Übungsaufgaben:
a. Übersetze den Satz „Schon auf den ersten Blick sieht man, dass diese Dorfkirche Rosow im Süden des Pommerschen Kirchenkreises etwas zu erzählen hat: von Zerstörung und Versöhnung, von Ende und Neuanfang.“ aus dem Artikel über die Dorfkirche Rosow ins Englische.
b. Verschiebe in den Einträgen alle Koordinaten in den Antworten, indem du zu jeder Zahl 136 addierst. Gib dazu die Zeilen beginnend am Anfang der Einträge und endend mit der Zeile, die „x=392 y=361“ enthält, vollständig samt den Aufforderungen wieder.

Textauszug:
Die Kirche, die zum Gedenkort wurde

Im Zweiten Weltkriegs brannte die Dorfkirche Rosow fast nieder, seit zehn Jahren erinnert ein Förderkreis in ihr an das, was Millionen Menschen 1945 erlebten: Vertreibung, Flucht und Neuanfang.

Vom gläsernen Turm aus können Besucher den Ausblick genießen
Vom gläsernen Turm aus können Besucher den Ausblick genießenMichael Kulik

Rosow. Schon auf den ersten Blick sieht man, dass diese Dorfkirche Rosow im Süden des Pommerschen Kirchenkreises etwas zu erzählen hat: von Zerstörung und Versöhnung, von Ende und Neuanfang. Hier, direkt an der Grenze zu Polen. Denn statt einer massiven Kuppel sitzt auf dem Turm der Kirche eine moderne Glas- und Stahlkonstruktion – seit zehn Jahren, seit der „Förderkreis Gedächtniskirche Rosow“ es geschafft hat, die Kirche zu restaurieren und zum Gedenkort zu machen.

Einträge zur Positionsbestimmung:
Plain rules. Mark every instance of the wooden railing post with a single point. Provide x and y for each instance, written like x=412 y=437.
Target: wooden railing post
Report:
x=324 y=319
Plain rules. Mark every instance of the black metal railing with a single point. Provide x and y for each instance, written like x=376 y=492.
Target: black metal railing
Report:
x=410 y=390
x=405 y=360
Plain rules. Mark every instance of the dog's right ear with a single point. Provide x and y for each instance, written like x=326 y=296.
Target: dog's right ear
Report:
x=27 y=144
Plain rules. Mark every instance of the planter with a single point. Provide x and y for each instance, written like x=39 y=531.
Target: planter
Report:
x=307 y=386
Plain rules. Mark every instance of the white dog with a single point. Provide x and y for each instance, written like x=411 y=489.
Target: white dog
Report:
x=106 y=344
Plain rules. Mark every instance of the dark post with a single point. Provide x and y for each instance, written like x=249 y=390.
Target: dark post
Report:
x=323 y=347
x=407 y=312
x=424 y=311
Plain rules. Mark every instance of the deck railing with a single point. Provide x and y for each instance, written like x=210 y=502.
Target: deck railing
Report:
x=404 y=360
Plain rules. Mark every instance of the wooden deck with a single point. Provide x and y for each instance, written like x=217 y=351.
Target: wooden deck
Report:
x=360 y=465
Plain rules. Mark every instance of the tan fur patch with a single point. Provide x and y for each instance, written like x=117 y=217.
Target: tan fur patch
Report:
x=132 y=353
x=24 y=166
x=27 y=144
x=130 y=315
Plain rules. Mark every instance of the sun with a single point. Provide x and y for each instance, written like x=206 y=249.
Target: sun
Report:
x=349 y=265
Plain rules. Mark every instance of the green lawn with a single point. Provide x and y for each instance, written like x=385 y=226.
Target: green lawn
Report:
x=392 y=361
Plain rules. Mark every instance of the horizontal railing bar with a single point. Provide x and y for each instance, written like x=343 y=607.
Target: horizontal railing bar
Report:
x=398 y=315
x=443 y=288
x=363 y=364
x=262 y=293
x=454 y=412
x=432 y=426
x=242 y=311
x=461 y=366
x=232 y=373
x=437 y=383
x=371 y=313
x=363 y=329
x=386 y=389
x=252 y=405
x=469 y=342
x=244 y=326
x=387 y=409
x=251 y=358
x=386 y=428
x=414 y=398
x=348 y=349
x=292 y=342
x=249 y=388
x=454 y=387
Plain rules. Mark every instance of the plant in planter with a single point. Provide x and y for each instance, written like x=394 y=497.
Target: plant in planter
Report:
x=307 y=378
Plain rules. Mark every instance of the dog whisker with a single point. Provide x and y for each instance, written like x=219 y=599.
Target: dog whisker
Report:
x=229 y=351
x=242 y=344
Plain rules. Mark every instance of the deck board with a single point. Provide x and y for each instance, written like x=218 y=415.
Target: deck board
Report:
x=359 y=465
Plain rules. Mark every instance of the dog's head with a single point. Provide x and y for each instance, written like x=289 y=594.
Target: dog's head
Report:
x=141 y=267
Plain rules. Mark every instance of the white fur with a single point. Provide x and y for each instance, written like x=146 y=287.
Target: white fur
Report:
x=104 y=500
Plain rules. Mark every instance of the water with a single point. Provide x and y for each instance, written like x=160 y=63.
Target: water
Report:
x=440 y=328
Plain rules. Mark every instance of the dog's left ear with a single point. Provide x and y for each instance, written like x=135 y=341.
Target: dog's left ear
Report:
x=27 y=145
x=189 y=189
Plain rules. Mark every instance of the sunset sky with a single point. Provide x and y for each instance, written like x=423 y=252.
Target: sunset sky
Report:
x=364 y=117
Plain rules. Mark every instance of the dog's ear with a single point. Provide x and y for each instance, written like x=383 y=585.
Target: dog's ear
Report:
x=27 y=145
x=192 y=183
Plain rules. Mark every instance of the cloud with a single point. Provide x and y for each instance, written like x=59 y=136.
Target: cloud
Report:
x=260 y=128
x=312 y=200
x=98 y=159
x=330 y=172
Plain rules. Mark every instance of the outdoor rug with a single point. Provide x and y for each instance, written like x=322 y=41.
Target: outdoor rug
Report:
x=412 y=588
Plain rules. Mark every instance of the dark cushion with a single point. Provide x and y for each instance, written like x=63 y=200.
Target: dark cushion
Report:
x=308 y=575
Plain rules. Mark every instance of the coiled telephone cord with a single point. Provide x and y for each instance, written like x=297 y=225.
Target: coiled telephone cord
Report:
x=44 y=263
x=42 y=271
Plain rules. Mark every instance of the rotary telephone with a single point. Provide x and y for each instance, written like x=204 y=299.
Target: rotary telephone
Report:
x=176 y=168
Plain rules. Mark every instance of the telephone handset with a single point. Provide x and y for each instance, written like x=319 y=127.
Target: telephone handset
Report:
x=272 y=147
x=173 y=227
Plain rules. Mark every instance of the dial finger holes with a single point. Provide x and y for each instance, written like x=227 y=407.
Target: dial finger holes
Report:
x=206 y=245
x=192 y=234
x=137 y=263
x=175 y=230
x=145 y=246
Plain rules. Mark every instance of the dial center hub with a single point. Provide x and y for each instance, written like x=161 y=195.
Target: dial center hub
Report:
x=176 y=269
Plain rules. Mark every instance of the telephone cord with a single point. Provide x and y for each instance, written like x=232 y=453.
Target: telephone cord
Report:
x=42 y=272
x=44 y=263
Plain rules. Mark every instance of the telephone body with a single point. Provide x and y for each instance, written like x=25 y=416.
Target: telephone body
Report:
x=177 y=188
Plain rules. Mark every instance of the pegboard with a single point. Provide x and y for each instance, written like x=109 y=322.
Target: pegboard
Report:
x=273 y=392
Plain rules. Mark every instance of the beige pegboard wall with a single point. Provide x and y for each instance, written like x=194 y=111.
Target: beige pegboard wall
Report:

Die Lösungen:
a. Even at first glance, you can see that this village church in Rosow, in the south of the Pomeranian church district, has a story to tell: of destruction and reconciliation, of endings and new beginnings.

b.
Plain rules. Mark every instance of the wooden railing post with a single point. Provide x and y for each instance, written like x=412 y=437.
Target: wooden railing post
Report:
x=460 y=455
Plain rules. Mark every instance of the black metal railing with a single point. Provide x and y for each instance, written like x=376 y=492.
Target: black metal railing
Report:
x=546 y=526
x=541 y=496
Plain rules. Mark every instance of the dog's right ear with a single point. Provide x and y for each instance, written like x=326 y=296.
Target: dog's right ear
Report:
x=163 y=280
Plain rules. Mark every instance of the planter with a single point. Provide x and y for each instance, written like x=39 y=531.
Target: planter
Report:
x=443 y=522
Plain rules. Mark every instance of the white dog with a single point. Provide x and y for each instance, written like x=411 y=489.
Target: white dog
Report:
x=242 y=480
Plain rules. Mark every instance of the dark post with a single point. Provide x and y for each instance, written like x=249 y=390.
Target: dark post
Report:
x=459 y=483
x=543 y=448
x=560 y=447
Plain rules. Mark every instance of the deck railing with a single point. Provide x and y for each instance, written like x=210 y=502.
Target: deck railing
Report:
x=540 y=496
Plain rules. Mark every instance of the wooden deck with a single point. Provide x and y for each instance, written like x=217 y=351.
Target: wooden deck
Report:
x=496 y=601
Plain rules. Mark every instance of the tan fur patch with a single point. Provide x and y for each instance, written like x=117 y=217.
Target: tan fur patch
Report:
x=268 y=489
x=160 y=302
x=163 y=280
x=266 y=451
Plain rules. Mark every instance of the sun with a single point. Provide x and y for each instance, written like x=206 y=249.
Target: sun
Report:
x=485 y=401
Plain rules. Mark every instance of the green lawn with a single point. Provide x and y for each instance, written like x=385 y=226.
Target: green lawn
Report:
x=528 y=497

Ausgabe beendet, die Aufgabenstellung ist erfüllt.